The task: Pick up the passage about Iraq where it stops and keep writing it.

Source extract:
The Republic of Iraq (الجمهورية العراقية – Al-Jumhūrīyya Al-‘Irāqīyya) borders with Turkey in the north, Syria and Jordan in the west, Saudi Arabia and Kuwait in the south, and Iran in the east. Iraq has a population of over 31 million, the vast majority of whom are Arabs (97% Muslim, 65% Shiite and 35% Sunni). In northeastern Iraq there is an autonomous Kurdish entity known as Iraqi Kurdistan. There are no relations between the State of Israel and Iraq, and Iraq refuses to recognize Israel.

After the Iraq war, the country was run by a coalition of countries that had invaded Iraq, headed by the United States. In 2005, civilian control was transferred to the interim Iraqi government that was appointed after a general election for a temporary parliament, which was held for the first time in the history of Iraq. In 2006, a permanent Shiite government was formed, and thus a change of government took place in Iraq, which had been in the hands of the Sunnis up to that time. In December 2011, the last American soldiers stationed in Iraq left the country.

Records provided:
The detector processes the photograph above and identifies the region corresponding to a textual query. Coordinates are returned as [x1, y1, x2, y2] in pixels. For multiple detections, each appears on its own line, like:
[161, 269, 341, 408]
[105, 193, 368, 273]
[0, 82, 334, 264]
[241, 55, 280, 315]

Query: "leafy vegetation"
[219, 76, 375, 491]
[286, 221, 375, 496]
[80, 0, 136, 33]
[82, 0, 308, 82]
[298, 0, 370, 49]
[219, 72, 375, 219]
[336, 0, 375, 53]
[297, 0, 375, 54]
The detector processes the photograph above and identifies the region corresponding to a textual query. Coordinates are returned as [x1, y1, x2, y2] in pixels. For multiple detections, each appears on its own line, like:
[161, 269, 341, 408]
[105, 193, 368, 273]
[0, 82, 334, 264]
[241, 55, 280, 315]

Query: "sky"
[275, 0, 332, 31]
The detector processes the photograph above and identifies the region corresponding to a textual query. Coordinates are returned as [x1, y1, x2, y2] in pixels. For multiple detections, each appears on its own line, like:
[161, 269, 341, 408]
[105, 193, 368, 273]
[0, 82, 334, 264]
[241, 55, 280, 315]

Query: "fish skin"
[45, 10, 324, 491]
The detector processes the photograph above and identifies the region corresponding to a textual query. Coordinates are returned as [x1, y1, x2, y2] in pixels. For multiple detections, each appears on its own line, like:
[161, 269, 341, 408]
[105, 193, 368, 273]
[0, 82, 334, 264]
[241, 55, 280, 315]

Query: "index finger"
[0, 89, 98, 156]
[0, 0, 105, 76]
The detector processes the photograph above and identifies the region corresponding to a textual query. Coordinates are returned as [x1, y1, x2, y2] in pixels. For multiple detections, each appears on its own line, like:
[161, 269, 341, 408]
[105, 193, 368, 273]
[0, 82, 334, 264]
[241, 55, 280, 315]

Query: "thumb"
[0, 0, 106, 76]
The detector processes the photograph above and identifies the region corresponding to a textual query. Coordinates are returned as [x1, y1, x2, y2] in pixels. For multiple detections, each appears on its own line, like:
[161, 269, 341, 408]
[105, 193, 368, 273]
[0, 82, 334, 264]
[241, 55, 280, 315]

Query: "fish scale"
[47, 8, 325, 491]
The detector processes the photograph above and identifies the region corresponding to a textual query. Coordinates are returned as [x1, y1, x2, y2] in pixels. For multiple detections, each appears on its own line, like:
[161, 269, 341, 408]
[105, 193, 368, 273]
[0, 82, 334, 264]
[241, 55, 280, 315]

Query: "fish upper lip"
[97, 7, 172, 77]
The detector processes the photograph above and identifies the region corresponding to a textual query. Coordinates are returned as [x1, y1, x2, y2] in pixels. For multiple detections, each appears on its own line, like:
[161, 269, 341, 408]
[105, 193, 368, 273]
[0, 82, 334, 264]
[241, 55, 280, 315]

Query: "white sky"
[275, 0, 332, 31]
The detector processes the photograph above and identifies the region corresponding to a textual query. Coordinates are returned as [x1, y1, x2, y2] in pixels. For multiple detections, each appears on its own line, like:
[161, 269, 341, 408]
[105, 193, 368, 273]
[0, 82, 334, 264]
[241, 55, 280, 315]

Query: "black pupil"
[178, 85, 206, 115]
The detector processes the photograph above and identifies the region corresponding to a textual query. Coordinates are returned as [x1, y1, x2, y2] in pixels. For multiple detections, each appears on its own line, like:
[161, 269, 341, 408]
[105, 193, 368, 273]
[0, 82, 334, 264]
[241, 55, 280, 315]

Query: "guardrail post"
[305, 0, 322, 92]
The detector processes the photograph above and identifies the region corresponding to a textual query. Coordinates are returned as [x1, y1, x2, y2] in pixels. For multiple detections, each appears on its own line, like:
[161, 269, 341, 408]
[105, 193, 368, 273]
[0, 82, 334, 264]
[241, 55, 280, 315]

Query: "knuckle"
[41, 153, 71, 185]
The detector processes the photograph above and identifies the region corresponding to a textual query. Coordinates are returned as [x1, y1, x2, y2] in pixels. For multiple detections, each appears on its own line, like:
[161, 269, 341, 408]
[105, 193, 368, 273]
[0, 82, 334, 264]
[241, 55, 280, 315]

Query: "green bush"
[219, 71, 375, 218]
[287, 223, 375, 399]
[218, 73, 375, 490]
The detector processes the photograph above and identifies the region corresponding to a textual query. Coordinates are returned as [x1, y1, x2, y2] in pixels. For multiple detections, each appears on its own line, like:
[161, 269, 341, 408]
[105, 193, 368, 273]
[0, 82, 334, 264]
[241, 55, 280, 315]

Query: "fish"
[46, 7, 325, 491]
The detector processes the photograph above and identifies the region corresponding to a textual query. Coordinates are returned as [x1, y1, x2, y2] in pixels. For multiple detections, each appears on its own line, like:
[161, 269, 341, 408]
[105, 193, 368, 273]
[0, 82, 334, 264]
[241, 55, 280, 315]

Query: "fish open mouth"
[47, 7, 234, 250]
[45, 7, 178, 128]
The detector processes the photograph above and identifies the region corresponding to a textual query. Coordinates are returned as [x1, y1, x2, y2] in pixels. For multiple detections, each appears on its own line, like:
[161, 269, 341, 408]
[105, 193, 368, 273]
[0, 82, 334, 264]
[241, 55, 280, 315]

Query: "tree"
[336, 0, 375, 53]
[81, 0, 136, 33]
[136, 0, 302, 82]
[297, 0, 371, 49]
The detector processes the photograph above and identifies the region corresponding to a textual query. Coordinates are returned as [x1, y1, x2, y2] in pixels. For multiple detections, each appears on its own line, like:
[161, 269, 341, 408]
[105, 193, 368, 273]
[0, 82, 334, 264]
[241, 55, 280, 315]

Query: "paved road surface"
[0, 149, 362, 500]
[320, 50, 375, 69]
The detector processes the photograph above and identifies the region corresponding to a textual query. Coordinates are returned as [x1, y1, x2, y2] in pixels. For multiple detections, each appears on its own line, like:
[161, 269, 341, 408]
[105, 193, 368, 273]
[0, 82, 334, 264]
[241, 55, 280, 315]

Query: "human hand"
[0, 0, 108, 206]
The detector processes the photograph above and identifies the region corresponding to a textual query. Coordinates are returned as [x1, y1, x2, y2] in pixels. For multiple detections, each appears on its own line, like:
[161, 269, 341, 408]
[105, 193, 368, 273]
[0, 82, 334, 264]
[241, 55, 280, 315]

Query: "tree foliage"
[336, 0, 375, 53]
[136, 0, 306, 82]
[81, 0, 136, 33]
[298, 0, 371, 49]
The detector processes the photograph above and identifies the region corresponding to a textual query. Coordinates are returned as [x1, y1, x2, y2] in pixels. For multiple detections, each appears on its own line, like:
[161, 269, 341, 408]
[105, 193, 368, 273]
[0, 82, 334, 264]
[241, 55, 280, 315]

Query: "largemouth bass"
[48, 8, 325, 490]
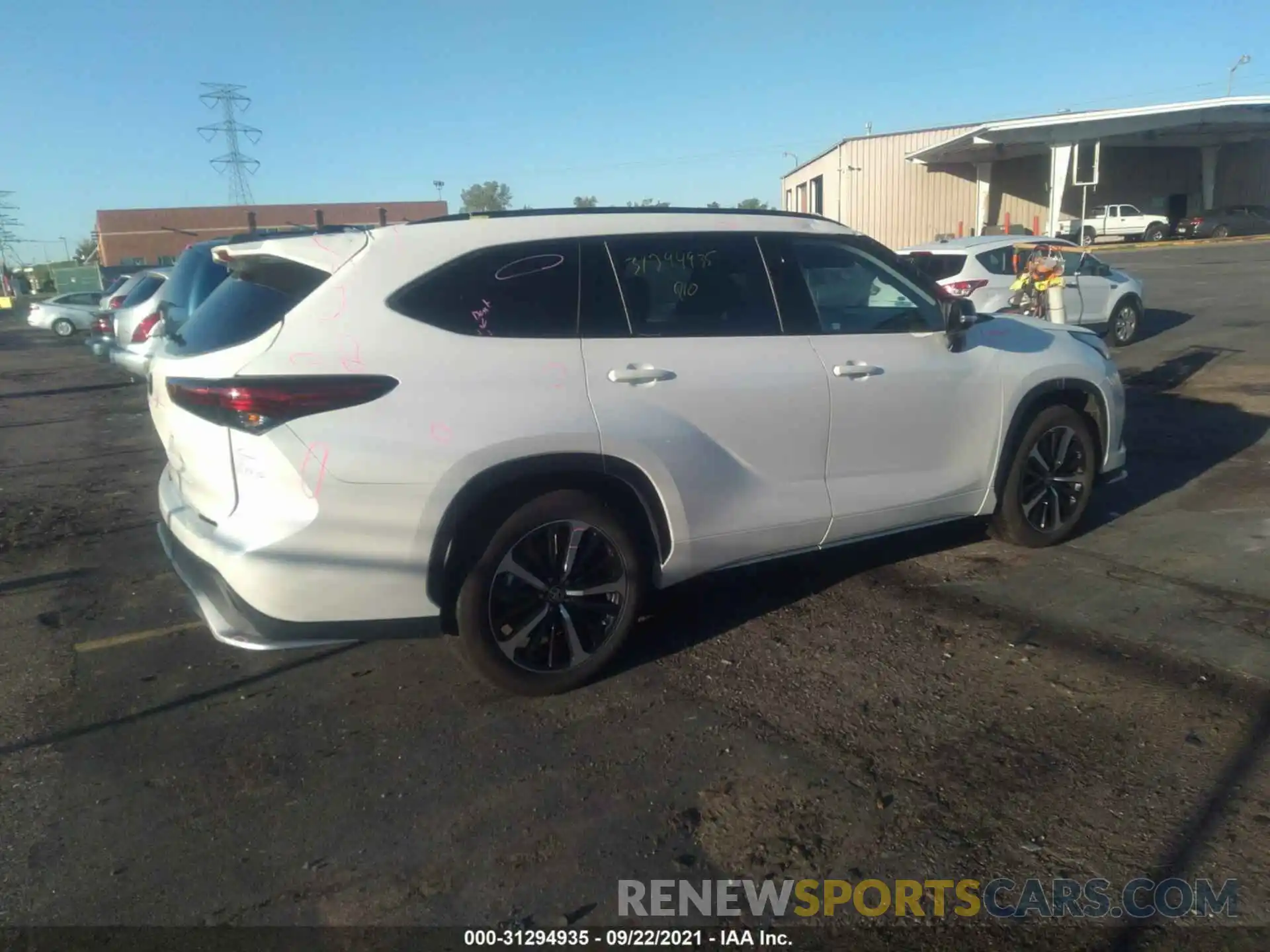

Answer to this task:
After the fall of Saddam Hussein, a branch of Al-Qaeda was established in Iraq, headed by Abu Mus’ab al-Zarqawi. This branch later evolved into ISIS. This branch, which enjoyed widespread support among the Sunni population in Iraq, carried out terrorist attacks directed against Shiite civilians and against the Iraqi regime. In 2014, in the city of Mosul, ISIS declared the establishment of an Islamic Caliphate and took control of vast areas in western and northwestern Iraq, with the intention of taking control of the Iraqi capital Baghdad as well. In the years that followed, through efforts by the Iraqi security forces and local militias supported by the United States, these areas were liberated and ISIS slowly began to lose its power.